### Extract to read:
════════════════

# Pareto-Optimal Learning from Preferences

This repository contains code for the paper Pareto-Optimal Learning from Preferences with Hidden Context. It includes the implementation of Pareto-Optimal Learning from Preferences (POPL) and Bayesian Reward Extrapolation (B-REx) for the LLM experiments in the paper.

## Installation

1.  Install Python 3.8, 3.9, 3.10, or 3.11.
2.  Install pip requirements:

        pip install -r requirements.txt

## Data and pre-trained models

We use the data and pre-trained models from the following GitHub repository (under the `data` directory): https://github.com/cassidylaidlaw/hidden-context/tree/main/data.

## Running experiments

### Extracting Training set features

To extract last-layer features from the training set, run

    python -m popl.rex_feature_extract --model_name=meta-llama/Llama-2-7b-hf --reward_model_checkpoint=data/reward_models/relabeled_hh_rlhf/both/base_Llama-2-7b-hf__0_3e-06_cosine_1_peft_last_checkpoint --data_path=data/relabeled_hh_rlhf

### Running LLM reward inference with POPL or B-REx

To run POPL on the extracted features, run

    python -m popl.rex_main --features_dir data/reward_models/relabeled_hh_rlhf/both/base_Llama-2-7b-hf__0_3e-06_cosine_1_peft_last_checkpoint/rex_features --method lexicase --mcmc_step_size 0.05

- To run B-REx, replace `lexicase` with `brex`.

### Evaluating LLM reward models on HH-RLHF

To evaluate the LLM reward models generated by reward inference, run

    python -u popl.evaluate_hh --model_name=meta-llama/Llama-2-7b-hf --num_outputs=1 --reward_model_checkpoint=data/reward_models/relabeled_hh_rlhf/both/base_Llama-2-7b-hf__0_3e-06_cosine_1_peft_last_checkpoint --rex_mcmc_file=data/reward_models/relabeled_hh_rlhf/both/base_Llama-2-7b-hf__0_3e-06_cosine_1_peft_last_checkpoint/lexicase/mcmc_chain.txt --rex_normalize median

- Replace `lexicase` with `brex` if you are evaluating B-REx reward models.

════════════════

### Stored data:
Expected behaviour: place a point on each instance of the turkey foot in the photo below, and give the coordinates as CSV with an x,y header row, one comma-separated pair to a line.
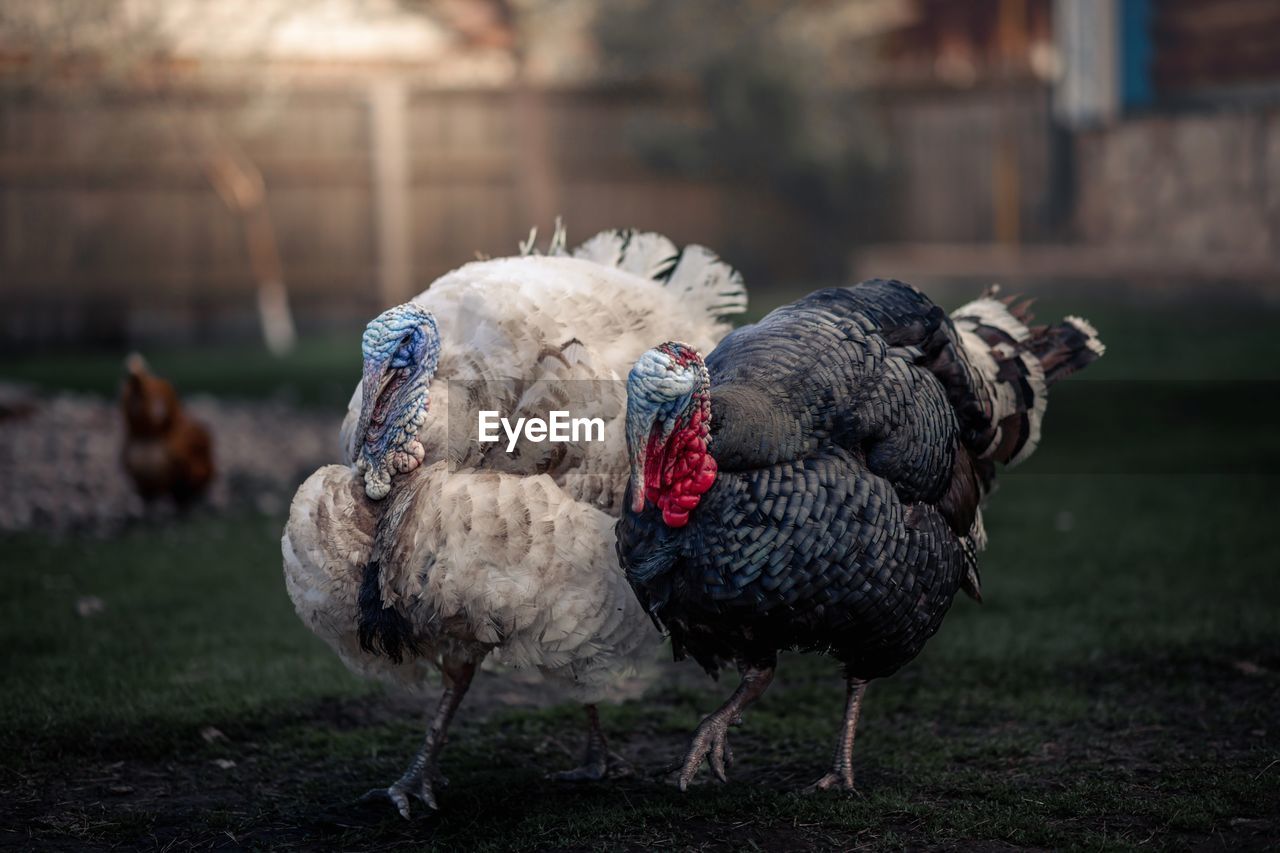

════════════════

### Action item:
Repeat the POPL README word for word, from "# Pareto-Optimal Learning" to "in the paper.". Rely on the POPL README alone.

### Response to the exercise:
# Pareto-Optimal Learning from Preferences

This repository contains code for the paper Pareto-Optimal Learning from Preferences with Hidden Context. It includes the implementation of Pareto-Optimal Learning from Preferences (POPL) and Bayesian Reward Extrapolation (B-REx) for the LLM experiments in the paper.